» WHAT YOU WILL DO
What lines in the entries hold the string "mountain"? List them.

TASK INPUT START

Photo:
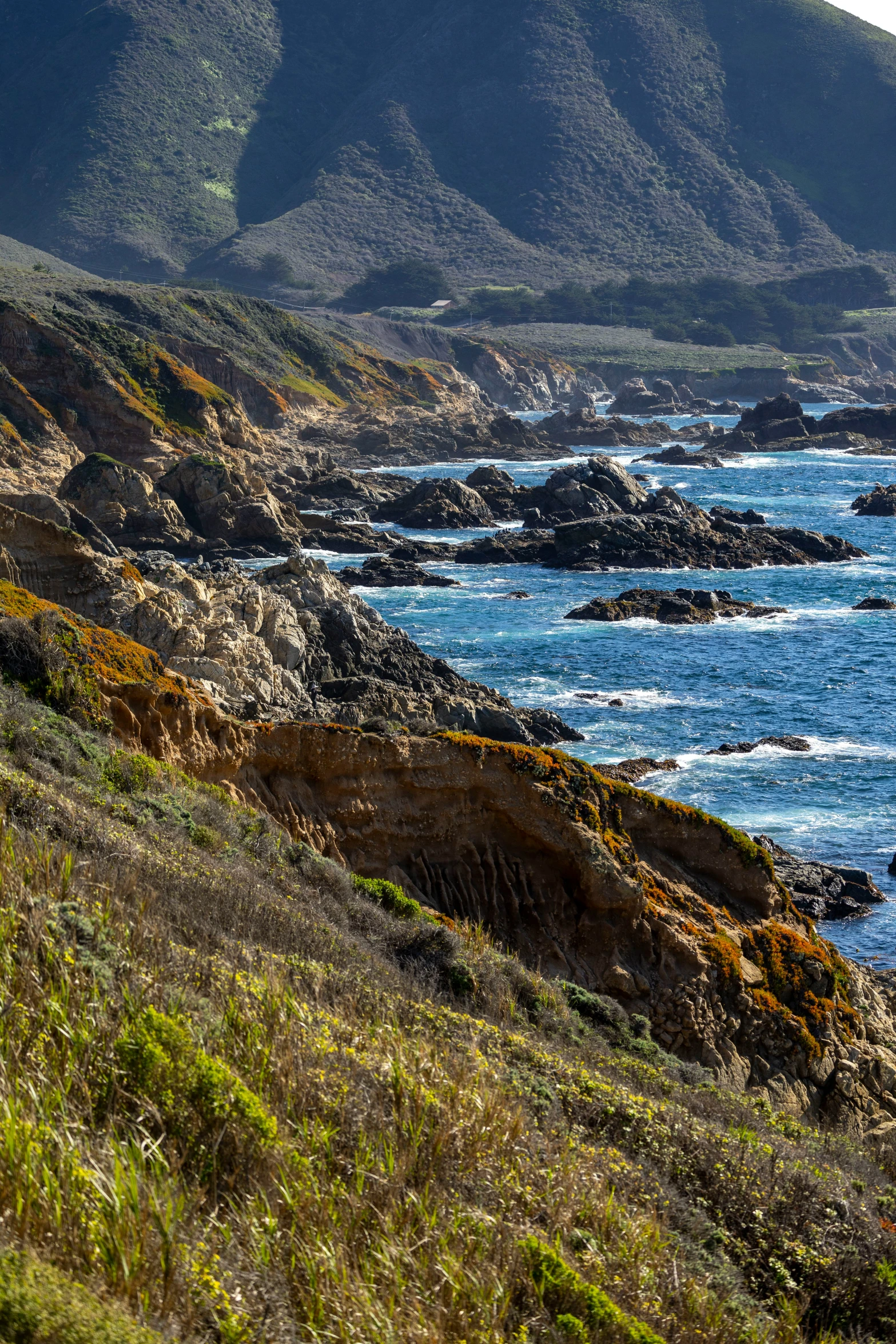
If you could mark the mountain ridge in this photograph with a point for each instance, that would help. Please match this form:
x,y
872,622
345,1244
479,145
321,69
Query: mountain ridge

TASK INPUT END

» TASK SOLUTION
If you could mark the mountain ridge in this photograph with a point for each instance, that would help. Please match this form:
Query: mountain ridge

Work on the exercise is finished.